— Goal of the exercise —
Continue the news report on a Minnesota mother's lawsuit against her son's school district, picking up after its final sentence.

— Extract provided —

-.-.-

A Minnesota mother is suing her local public school district for discriminating against her transgender son when he was in middle school.
The lawsuit was filed in Wright County District Court by Helene Woods on behalf of her son, Matt, whom she alleges was repeatedly isolated from his classmates, barred from using the restroom matching his gender identity, and removed from physical education class because he was transgender.
According to the lawsuit, Matt was 11 years old and in the sixth grade in September 2015, when he transitioned. Although Woods notified the district of her son’s transition, school officials refused to allow him to access the boys’ restroom or locker room at Buffalo Community Middle School.
Instead, he was forced to use a single-occupancy bathroom in the nurse’s office, which was located in a section of the school that was not easy for him to access in between classes.
As a result of being barred from the boys’ restroom and locker room, Matt felt embarrassed and stigmatized, and his mental health began to suffer as he struggled with stress and anxiety.
He was hospitalized in December 2015. When he returned to school in February, he asked to use male-designated facilities, but the principal rejected his request, saying it would be unsafe with him.
The following school year, he again requested to use boys’ facilities, and the school rejected his request once more. School officials offered to let him use a single-stall restroom reserved for teachers, but the door to the restroom was often locked, or, at other times, Matt was blocked from using it by teachers serving as hall monitors who were unfamiliar with the arrangement.
As a result, he often didn’t use the bathroom during the school day and waited to use the bathroom at a nearby store or at his home, reports the Minneapolis Star-Tribune.
Matt was also barred from communal locker rooms, and forced to use a bathroom that had to be unlocked for him at the start of each class. The bathroom lacked both a shower and a locker, meaning he had to carry his belongings back and forth between his regular locker. Eventually, the school removed him from gym class.

-.-.-

— Data extracts —
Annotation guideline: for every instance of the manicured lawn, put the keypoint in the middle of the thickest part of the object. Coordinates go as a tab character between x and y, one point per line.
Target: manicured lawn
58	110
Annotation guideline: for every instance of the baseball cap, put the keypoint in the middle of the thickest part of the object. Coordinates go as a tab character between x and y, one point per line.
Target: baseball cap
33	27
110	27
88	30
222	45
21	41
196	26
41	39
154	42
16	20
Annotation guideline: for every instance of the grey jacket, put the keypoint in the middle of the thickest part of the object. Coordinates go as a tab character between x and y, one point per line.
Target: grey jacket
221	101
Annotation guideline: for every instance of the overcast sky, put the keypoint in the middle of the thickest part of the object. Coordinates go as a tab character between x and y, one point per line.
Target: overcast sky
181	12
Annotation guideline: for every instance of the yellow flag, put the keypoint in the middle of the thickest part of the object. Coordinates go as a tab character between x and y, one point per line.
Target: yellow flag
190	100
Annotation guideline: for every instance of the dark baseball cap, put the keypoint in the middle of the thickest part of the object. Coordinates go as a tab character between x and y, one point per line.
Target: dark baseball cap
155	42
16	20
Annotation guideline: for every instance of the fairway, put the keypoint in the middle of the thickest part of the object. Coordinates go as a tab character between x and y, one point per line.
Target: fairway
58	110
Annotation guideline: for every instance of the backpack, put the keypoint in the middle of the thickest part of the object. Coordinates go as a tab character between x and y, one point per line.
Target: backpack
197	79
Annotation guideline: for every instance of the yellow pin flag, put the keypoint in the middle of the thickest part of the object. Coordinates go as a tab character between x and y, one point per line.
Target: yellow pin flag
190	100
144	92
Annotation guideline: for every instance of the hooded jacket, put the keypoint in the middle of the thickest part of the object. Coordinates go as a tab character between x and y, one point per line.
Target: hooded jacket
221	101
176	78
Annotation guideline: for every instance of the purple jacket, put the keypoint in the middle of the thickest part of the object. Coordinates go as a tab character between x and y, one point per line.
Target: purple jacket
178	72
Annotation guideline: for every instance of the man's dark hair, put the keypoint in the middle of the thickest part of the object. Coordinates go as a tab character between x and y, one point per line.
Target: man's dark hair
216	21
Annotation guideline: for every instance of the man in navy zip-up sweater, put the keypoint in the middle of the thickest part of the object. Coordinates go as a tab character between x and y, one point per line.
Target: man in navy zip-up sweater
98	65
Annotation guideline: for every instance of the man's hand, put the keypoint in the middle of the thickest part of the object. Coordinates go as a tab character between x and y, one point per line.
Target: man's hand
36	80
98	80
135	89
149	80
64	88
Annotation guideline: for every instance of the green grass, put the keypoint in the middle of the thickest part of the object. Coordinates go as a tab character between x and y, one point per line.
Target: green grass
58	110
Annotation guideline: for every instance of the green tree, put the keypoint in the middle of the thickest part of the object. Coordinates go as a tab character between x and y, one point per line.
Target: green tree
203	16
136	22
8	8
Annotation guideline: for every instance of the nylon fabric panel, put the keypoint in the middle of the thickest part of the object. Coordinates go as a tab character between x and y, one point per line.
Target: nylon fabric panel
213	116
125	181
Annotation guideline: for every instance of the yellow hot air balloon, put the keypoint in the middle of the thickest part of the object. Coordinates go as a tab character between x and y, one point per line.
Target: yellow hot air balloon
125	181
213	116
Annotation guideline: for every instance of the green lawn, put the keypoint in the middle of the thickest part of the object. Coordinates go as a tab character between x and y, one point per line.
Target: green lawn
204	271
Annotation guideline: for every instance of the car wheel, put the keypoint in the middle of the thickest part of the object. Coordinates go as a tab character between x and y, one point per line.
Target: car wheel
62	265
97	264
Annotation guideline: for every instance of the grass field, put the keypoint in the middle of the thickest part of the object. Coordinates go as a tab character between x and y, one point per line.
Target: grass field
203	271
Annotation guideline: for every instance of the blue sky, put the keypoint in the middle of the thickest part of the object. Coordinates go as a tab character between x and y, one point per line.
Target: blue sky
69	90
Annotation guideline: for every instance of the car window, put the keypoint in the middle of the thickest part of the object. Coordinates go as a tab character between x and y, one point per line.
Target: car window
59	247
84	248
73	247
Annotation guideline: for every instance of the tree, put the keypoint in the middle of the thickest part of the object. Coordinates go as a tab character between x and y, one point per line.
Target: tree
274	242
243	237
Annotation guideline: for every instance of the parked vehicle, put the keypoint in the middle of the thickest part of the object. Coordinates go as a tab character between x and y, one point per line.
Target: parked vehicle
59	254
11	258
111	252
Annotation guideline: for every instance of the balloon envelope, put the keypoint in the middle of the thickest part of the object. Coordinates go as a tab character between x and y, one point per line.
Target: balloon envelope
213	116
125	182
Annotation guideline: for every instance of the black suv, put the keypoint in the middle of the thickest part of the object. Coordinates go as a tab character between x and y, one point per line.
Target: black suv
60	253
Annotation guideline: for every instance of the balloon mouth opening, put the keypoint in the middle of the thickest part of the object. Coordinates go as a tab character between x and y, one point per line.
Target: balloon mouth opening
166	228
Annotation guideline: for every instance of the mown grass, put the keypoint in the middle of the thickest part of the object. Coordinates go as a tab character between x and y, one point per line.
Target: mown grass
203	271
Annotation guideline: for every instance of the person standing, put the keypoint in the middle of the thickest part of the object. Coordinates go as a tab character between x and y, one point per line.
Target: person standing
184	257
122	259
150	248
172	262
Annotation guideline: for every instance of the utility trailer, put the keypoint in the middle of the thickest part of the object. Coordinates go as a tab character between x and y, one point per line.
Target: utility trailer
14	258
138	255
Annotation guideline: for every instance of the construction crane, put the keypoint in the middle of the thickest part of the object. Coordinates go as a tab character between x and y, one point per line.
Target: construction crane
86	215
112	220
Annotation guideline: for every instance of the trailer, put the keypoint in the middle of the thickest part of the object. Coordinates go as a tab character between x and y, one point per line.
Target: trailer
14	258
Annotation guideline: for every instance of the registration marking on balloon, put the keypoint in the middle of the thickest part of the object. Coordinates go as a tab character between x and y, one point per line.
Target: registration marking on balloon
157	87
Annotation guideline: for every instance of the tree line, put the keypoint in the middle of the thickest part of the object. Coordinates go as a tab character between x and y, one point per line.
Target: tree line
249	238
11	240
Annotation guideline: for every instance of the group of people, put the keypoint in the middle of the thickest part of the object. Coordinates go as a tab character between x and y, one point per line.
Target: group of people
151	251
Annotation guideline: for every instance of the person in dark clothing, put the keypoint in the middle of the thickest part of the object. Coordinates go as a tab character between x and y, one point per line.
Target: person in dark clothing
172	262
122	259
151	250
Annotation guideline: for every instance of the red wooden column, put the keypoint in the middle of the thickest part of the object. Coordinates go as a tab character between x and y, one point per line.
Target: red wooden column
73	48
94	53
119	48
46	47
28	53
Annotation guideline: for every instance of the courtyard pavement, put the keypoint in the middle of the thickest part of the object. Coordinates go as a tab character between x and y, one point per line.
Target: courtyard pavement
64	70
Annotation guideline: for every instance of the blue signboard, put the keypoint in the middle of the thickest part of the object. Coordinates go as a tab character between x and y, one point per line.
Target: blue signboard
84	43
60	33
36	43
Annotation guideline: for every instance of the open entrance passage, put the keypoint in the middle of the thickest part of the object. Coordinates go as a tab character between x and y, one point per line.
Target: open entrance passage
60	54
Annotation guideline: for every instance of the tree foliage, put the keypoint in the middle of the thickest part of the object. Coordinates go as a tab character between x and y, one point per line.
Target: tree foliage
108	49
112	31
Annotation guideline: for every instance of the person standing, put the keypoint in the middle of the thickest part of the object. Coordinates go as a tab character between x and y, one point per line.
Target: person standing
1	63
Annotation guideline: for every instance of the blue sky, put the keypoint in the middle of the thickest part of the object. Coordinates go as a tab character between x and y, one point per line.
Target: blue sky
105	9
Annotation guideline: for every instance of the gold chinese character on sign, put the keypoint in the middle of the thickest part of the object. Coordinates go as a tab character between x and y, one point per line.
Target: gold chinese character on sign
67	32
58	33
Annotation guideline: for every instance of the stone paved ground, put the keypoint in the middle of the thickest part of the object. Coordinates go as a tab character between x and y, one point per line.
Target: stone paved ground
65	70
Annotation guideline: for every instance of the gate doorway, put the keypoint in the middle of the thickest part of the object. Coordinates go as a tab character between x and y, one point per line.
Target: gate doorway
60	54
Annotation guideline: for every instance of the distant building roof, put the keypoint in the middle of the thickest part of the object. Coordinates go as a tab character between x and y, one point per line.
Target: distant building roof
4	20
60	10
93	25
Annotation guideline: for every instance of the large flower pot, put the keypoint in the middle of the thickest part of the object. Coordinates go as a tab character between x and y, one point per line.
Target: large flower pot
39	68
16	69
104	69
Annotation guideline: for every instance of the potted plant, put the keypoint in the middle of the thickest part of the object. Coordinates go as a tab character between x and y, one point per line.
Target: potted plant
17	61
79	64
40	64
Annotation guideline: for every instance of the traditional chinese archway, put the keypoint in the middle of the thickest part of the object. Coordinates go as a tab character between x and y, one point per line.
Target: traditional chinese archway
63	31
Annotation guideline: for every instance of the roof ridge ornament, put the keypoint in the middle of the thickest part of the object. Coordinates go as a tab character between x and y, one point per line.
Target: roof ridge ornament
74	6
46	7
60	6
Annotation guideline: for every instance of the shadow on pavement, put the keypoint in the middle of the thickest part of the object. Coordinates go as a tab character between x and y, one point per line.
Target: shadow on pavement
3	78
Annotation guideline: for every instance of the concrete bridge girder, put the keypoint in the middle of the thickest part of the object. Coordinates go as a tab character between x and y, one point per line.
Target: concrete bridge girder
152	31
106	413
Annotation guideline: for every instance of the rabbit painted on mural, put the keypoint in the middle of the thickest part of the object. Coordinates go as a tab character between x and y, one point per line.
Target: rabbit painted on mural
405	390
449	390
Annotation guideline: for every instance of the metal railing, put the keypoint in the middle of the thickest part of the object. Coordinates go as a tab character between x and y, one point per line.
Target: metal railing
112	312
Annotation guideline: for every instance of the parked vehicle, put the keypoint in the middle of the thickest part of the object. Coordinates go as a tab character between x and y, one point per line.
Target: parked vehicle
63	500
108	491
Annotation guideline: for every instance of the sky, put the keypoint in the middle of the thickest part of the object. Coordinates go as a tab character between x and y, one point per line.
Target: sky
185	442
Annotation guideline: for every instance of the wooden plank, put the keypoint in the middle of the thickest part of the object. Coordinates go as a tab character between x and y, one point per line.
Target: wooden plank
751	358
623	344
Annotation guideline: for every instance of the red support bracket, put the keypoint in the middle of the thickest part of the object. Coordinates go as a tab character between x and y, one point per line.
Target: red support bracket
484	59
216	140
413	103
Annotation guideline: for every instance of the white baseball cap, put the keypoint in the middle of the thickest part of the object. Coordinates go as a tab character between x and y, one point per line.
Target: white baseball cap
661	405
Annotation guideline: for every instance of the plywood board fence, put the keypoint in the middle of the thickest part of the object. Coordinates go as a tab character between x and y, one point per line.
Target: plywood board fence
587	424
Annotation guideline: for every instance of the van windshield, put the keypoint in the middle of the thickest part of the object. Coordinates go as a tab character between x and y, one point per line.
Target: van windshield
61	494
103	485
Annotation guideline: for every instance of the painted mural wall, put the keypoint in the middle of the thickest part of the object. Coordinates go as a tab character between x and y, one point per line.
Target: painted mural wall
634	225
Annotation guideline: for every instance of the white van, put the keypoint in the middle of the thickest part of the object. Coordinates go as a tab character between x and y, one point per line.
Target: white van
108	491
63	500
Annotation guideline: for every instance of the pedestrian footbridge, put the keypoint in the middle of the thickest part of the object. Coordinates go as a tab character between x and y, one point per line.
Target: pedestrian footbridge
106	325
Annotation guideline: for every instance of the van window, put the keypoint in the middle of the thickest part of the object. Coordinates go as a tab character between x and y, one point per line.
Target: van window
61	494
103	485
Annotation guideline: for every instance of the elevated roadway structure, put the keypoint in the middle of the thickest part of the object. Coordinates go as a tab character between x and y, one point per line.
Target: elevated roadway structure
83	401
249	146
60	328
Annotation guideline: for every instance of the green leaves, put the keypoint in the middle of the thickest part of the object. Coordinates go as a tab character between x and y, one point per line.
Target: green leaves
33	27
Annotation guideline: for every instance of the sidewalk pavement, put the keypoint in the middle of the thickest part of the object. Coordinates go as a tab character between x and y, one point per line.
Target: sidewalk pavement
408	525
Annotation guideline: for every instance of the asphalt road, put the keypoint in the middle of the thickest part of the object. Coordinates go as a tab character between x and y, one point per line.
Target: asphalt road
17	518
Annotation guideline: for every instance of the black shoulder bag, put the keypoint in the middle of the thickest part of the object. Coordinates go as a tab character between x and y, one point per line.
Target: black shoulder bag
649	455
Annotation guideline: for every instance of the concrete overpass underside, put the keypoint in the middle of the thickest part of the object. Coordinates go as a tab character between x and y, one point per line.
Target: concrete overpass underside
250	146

-.-.-

— Answer section —
As a result, his grades began to slip, he stopped doing his homework, and he eventually began skipping school. By midyear, he was hospitalized again for mental health treatment. When it was time to return to school, his mother enrolled him in a private Minneapolis school that is more than an hour away.
Although Matt was initially bullied upon arriving at the private school, administrators addressed the bullying and it stopped. They also allowed him to use facilities matching his gender identity.
“I prefer to use boy facilities because I’m a boy,” Matt Woods told the Star-Tribune in an interview. “I don’t want to be treated any different than other students.”
He said feels accepted for who he is at his current high school, and wants other transgender kids to feel know they can be as well.
“They can have the courage to come out and if they do have problems, adults will be there for them,” Woods said. “They’ll feel more accepted and more accepted and bullying won’t happen.”
Helene Woods says she’s disappointed she has to pursue legal action against the school district, but stands by her decision to do so.
“We need to understand that transgender kids are just kids,” she said. “Denying them access to the facilities that meet their gender identity especially in the elementary and middle school age is causing serious harm to these kids.”
The Buffalo-Hanover-Montrose School District released a statement denying Woods’ allegations of discrimination.
“The District respects the rights of all students and plans to vigorously defend against the lawsuit,” said Superintendent Scott Thielman.